## Problem to work on
Format the lines below as a Markdown table with columns Row and Line, starting with the line containing "Note to the class: identify the stack" and going on through the final line, and leave out any blank lines.

======== Information supplied

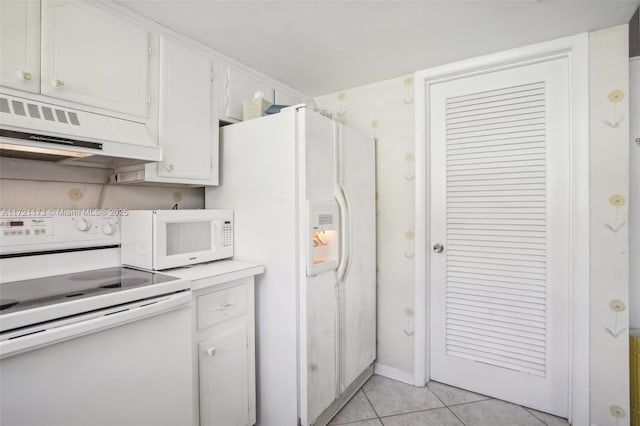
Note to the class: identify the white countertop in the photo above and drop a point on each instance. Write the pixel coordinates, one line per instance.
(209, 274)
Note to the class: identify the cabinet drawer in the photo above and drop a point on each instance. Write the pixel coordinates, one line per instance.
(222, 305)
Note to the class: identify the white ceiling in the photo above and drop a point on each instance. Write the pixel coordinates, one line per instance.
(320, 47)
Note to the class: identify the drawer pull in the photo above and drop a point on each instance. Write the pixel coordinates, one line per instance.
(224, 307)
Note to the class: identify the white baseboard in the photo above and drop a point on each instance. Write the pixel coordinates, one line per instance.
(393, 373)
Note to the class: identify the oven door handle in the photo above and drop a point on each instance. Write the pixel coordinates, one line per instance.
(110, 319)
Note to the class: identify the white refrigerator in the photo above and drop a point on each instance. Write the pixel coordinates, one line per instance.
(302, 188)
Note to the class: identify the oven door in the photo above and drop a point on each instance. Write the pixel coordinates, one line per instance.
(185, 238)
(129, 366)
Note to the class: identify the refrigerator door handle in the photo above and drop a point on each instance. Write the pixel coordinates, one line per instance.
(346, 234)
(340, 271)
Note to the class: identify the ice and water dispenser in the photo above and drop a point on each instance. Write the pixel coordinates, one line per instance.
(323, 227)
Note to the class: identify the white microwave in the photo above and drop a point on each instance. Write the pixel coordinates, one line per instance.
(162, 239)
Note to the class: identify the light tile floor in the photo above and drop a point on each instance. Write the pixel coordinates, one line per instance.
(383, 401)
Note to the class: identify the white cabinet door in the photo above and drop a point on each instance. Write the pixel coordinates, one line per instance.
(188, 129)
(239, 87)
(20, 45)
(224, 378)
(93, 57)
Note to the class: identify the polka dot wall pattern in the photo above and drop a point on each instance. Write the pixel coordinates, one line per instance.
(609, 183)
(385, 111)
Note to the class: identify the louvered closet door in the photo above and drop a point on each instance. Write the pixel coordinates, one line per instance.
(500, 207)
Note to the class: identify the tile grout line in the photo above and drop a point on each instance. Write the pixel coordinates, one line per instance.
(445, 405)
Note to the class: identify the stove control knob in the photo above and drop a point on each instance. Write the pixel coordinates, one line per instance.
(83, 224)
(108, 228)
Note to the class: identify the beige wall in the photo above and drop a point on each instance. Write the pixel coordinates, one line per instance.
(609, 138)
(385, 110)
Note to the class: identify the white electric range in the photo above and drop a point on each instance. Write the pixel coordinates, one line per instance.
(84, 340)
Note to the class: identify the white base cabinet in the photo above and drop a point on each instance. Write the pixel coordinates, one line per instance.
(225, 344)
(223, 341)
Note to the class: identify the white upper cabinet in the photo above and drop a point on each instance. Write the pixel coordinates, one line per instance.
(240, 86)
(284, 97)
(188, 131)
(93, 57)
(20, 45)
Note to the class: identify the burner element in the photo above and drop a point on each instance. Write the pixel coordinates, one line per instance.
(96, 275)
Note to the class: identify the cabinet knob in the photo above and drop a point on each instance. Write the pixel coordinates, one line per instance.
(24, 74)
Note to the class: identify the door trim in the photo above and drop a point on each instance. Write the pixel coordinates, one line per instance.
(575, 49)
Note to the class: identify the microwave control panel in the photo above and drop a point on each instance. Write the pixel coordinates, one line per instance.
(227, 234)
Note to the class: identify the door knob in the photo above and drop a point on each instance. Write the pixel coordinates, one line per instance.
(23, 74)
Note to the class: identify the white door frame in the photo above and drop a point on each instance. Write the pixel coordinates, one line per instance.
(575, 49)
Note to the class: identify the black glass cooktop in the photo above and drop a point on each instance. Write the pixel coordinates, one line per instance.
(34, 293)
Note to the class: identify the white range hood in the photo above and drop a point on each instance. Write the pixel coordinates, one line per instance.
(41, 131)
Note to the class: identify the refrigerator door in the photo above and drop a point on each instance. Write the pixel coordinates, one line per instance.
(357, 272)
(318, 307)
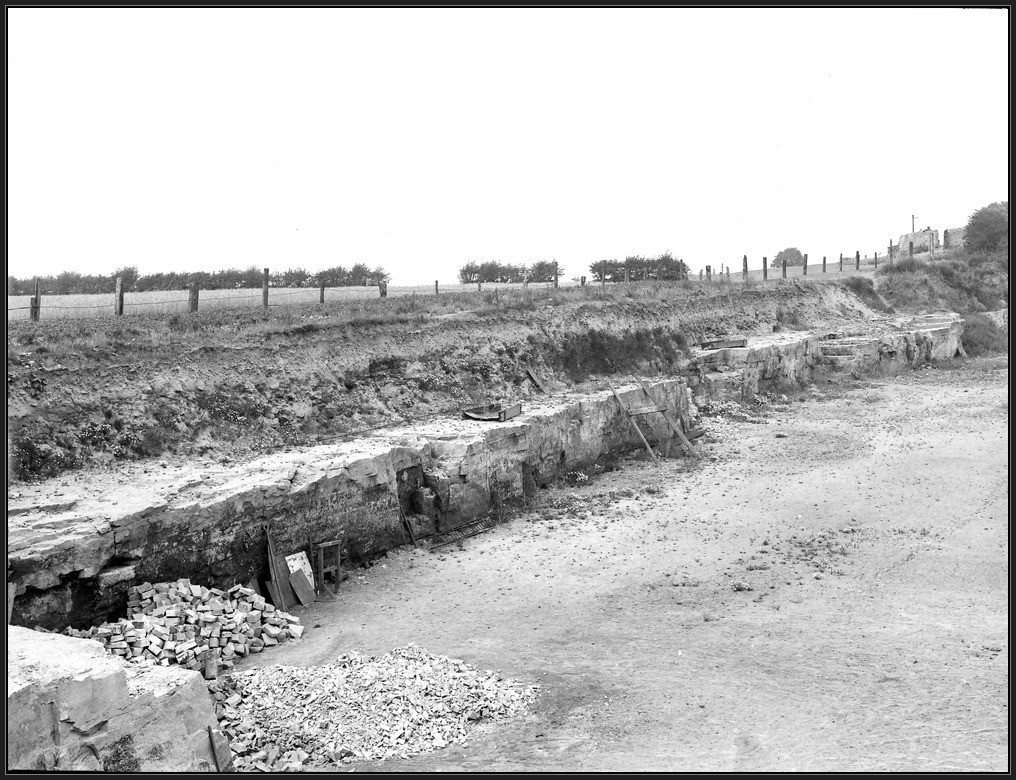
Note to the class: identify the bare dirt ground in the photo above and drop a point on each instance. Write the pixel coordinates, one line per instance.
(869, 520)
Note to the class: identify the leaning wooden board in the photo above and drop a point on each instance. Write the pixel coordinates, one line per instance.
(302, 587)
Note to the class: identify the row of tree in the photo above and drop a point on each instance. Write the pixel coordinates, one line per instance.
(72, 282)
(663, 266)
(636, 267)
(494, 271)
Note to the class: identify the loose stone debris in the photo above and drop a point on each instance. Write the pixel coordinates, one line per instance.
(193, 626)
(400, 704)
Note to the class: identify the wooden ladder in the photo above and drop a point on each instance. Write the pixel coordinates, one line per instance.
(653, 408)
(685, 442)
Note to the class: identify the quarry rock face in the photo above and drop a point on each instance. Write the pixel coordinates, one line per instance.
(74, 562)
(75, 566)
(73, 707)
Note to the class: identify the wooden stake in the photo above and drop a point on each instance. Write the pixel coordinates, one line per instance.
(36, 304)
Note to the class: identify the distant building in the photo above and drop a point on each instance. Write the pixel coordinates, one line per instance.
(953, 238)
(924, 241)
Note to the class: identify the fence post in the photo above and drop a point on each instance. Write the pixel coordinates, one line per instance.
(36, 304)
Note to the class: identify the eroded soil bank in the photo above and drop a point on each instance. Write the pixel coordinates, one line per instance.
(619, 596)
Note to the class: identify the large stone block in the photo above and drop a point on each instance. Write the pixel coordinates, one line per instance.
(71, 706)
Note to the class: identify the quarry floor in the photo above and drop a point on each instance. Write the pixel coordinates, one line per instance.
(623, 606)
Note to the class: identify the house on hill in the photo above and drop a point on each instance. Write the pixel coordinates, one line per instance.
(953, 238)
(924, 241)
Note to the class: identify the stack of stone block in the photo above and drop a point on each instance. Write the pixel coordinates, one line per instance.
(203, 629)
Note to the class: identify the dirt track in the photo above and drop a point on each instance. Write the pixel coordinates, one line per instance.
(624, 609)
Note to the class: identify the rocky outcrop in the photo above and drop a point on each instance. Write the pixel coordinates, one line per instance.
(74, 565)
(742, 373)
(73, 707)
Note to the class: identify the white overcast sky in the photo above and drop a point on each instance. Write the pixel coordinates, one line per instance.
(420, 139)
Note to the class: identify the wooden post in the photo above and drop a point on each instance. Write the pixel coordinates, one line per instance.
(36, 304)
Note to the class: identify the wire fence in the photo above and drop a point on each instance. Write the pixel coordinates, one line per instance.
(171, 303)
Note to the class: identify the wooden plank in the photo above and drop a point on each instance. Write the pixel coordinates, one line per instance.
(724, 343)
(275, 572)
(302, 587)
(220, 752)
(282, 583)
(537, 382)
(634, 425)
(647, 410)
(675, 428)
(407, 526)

================

## Written reply
| Row | Line |
|---|---|
| 1 | Note to the class: identify the stack of stone block in the photo above and drop a point on each instance. Write the pixel coordinates, one line per instance. |
| 2 | (203, 629) |
| 3 | Note to the class: identify the dirt track in the photo above and drop a point on each instance. Write the pixel coordinates, one line per instance. |
| 4 | (624, 609) |
| 5 | Note to the class: identify the rocky outcrop in the photo above and drop a point on each instance. Write the pixel coordinates, one line per instance. |
| 6 | (74, 565) |
| 7 | (742, 373) |
| 8 | (73, 707) |
| 9 | Note to the class: identify the white overcast sky in the photo above and drop a point on each instance. Write the pixel coordinates, one line per instance. |
| 10 | (420, 139) |
| 11 | Note to the class: identify the wooden post in the photo above and drop a point on each instance. Write the pixel coordinates, one line per instance. |
| 12 | (36, 304) |
| 13 | Note to the class: identify the wire fence in the photo above and drop a point on each instance. Write the pixel coordinates, one line per instance. |
| 14 | (171, 303) |
| 15 | Note to the class: identify the wooden plank in the photo above and drop a point on each instance. Write the pixel coordinates, one line per instance. |
| 16 | (724, 343) |
| 17 | (275, 572) |
| 18 | (302, 587) |
| 19 | (220, 752) |
| 20 | (282, 583) |
| 21 | (537, 382) |
| 22 | (634, 425) |
| 23 | (647, 410) |
| 24 | (675, 428) |
| 25 | (407, 526) |